→ YOUR GOAL
Show every line below that contains the word "wristwatch", copying each one in full.

→ INFORMATION SUPPLIED
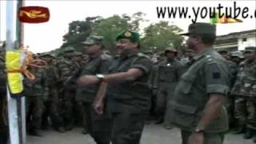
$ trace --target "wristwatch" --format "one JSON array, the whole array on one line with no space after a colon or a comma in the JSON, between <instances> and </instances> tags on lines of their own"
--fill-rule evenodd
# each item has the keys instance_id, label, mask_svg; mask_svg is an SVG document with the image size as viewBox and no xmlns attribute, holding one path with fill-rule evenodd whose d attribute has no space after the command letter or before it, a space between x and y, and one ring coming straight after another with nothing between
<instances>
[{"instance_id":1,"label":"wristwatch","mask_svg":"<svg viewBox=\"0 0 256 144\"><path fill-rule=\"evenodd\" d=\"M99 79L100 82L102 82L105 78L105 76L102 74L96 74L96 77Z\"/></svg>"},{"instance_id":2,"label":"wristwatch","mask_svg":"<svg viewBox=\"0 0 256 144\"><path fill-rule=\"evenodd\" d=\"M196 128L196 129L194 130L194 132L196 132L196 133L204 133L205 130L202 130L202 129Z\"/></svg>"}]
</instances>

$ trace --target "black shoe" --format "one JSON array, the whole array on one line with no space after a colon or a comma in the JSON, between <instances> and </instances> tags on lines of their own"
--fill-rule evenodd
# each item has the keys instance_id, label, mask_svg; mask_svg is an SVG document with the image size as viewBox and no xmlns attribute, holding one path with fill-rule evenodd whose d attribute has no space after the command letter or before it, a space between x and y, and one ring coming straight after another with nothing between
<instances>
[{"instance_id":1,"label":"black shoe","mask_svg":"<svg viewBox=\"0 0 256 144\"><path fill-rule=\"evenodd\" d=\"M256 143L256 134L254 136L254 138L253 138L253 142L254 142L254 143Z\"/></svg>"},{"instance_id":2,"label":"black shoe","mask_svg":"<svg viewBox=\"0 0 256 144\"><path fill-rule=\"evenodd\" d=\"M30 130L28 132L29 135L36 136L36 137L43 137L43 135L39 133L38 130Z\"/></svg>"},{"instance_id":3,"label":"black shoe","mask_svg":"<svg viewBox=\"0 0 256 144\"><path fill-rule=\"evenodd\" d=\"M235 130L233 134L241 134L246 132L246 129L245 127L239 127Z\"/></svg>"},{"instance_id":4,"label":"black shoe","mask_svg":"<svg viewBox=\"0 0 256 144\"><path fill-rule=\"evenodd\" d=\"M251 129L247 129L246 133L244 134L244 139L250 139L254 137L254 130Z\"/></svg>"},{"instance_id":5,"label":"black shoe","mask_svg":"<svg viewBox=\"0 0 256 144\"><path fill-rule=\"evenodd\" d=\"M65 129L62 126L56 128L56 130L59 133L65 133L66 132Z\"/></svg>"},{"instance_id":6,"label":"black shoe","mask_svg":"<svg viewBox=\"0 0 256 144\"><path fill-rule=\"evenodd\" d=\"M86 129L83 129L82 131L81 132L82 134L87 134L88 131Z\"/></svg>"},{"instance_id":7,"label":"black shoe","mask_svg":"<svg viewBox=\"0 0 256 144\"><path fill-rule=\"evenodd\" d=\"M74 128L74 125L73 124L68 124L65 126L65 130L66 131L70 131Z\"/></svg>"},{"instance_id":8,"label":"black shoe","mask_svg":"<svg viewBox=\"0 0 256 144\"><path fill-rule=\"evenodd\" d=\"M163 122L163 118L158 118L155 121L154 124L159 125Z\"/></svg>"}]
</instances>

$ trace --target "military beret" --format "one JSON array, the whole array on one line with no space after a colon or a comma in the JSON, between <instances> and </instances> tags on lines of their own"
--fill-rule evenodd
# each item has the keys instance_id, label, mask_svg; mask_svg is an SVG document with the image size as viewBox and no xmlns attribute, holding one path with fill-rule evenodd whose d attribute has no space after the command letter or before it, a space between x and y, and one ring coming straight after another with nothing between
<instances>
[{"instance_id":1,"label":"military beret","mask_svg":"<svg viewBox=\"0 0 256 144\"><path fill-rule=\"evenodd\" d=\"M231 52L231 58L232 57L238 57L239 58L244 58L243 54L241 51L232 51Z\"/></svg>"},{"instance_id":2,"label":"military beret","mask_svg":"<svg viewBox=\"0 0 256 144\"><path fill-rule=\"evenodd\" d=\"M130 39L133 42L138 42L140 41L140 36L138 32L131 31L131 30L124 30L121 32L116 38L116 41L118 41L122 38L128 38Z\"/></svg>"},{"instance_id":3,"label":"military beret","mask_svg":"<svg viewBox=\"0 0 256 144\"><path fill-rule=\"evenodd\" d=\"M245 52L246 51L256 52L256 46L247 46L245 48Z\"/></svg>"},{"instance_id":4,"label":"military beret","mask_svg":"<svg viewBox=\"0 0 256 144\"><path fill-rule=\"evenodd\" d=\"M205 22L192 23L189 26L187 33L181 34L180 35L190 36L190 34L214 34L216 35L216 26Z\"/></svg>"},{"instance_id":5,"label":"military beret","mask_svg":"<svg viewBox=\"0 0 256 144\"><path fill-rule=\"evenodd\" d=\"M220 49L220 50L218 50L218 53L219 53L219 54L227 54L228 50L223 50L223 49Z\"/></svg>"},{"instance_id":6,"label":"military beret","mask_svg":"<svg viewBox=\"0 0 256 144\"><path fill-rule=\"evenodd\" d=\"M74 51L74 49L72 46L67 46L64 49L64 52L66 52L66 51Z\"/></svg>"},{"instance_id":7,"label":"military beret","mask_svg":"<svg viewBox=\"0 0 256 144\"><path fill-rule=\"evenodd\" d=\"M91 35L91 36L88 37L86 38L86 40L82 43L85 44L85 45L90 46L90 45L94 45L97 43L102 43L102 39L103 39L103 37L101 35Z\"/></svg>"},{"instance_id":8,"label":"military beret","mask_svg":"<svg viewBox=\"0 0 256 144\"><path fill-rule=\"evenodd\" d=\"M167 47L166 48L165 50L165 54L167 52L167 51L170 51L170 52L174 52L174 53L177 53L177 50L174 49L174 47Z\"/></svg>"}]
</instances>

→ TASK SOLUTION
$ trace --target "wristwatch" --format "one JSON array, the whole array on one line with no space after a colon or a comma in the JSON, between <instances> and </instances> tags on lines of their own"
[{"instance_id":1,"label":"wristwatch","mask_svg":"<svg viewBox=\"0 0 256 144\"><path fill-rule=\"evenodd\" d=\"M99 79L100 82L102 82L105 78L105 76L102 74L96 74L96 77Z\"/></svg>"},{"instance_id":2,"label":"wristwatch","mask_svg":"<svg viewBox=\"0 0 256 144\"><path fill-rule=\"evenodd\" d=\"M196 128L196 129L194 130L194 132L196 132L196 133L204 133L205 130L202 130L202 129Z\"/></svg>"}]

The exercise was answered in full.